** Begin **

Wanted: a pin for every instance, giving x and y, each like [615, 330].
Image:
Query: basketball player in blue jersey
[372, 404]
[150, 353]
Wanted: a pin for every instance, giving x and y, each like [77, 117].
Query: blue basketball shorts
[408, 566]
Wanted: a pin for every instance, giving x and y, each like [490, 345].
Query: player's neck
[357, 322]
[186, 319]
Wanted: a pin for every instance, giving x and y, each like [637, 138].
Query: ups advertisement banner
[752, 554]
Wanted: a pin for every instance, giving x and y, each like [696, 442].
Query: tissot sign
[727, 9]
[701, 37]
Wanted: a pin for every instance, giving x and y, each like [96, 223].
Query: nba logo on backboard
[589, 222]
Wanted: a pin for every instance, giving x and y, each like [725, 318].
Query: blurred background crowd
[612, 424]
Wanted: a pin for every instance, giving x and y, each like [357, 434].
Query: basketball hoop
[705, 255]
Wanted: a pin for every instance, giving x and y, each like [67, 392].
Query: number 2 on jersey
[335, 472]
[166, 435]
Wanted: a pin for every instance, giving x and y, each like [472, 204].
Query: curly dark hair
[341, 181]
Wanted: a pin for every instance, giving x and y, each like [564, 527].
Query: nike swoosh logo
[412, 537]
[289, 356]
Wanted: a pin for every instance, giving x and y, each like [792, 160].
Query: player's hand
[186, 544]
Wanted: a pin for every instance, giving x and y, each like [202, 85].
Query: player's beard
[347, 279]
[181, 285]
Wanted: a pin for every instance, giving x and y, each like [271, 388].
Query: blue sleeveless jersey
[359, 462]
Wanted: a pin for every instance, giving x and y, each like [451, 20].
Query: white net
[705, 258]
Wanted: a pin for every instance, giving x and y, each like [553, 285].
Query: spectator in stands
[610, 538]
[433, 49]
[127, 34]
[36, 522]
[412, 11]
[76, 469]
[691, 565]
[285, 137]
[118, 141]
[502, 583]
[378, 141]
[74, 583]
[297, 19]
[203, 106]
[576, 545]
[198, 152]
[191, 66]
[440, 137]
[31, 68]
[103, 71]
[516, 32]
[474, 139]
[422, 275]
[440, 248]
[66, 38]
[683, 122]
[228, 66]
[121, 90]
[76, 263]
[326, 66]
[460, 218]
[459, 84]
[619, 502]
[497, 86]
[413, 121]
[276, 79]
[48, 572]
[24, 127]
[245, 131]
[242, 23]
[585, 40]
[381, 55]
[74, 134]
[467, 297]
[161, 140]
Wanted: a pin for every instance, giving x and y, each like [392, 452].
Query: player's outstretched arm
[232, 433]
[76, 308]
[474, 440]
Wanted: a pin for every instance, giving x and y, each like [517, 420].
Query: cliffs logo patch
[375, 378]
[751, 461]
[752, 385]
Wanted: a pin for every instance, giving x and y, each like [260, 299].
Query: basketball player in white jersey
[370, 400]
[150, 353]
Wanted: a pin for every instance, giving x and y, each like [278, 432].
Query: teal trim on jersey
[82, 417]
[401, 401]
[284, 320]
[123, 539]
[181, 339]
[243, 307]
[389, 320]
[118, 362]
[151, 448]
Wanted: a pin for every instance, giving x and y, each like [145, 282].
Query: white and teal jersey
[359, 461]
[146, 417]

** End **

■ **Exercise requirements**
Scale up the stretch from the line containing "like [260, 299]." through the end of the entries, giving all of its lines again. Multiply every x and y point coordinate in the answers by 2.3 and round to whole numbers, halves up, leaving every other number unchanged.

■ **Output for this task**
Wanted: a pin for every instance, giving x and y, each like [260, 299].
Query: basketball player in white jersey
[851, 920]
[345, 812]
Wanted: a pin for every instance, giving x and y, each like [278, 432].
Query: teal trim on jersey
[189, 959]
[922, 922]
[653, 736]
[283, 1240]
[416, 780]
[559, 706]
[895, 736]
[271, 833]
[347, 1030]
Wanted: a pin for every instance, giving x and y, each like [145, 282].
Query: white and teal jersey
[826, 1060]
[336, 959]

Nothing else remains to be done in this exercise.